Saved entries
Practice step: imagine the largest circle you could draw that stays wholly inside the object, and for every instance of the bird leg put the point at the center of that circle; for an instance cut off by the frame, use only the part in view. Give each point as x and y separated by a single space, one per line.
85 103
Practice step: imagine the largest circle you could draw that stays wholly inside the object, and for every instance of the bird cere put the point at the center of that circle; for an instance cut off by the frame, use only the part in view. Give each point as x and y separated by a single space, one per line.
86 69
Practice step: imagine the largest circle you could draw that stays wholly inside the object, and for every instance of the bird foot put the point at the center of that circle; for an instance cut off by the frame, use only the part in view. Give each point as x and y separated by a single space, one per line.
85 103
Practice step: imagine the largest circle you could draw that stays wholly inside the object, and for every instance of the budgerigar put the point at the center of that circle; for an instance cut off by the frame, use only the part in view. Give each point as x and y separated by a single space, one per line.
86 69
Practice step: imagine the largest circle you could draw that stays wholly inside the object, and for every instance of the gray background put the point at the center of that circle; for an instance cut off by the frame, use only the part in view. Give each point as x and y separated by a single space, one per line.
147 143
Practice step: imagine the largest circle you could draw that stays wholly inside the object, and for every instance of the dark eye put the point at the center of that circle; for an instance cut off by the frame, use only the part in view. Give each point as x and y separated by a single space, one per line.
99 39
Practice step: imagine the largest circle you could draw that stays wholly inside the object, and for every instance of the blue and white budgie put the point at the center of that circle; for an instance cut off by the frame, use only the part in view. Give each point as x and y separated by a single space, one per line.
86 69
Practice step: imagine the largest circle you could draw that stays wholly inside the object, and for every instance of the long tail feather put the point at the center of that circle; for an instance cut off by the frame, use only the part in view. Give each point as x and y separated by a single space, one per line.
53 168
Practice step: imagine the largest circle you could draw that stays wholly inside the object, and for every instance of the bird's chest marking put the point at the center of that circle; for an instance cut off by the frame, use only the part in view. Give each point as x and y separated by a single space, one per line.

* **Written request**
Give back, exactly as written, the lines from the one with "of the long" to the last line.

* **Solution for this exercise**
Practice step: imagine the largest circle you could draw that stays wholly inside the object, and for every instance of the long tail feather put the point at the center of that circle; for an instance cut off by the frame, use only the part in view. Give each point as x and y separated by a single space, one per line.
53 168
Practice step: imagine the largest circle you could draw that stays wholly inside the object, and for every instance of the bird's chest marking put the point at the center of that circle; for an instance cut off by the frame, use only the part in view. Give each point as x and y separated by a single space, one per line.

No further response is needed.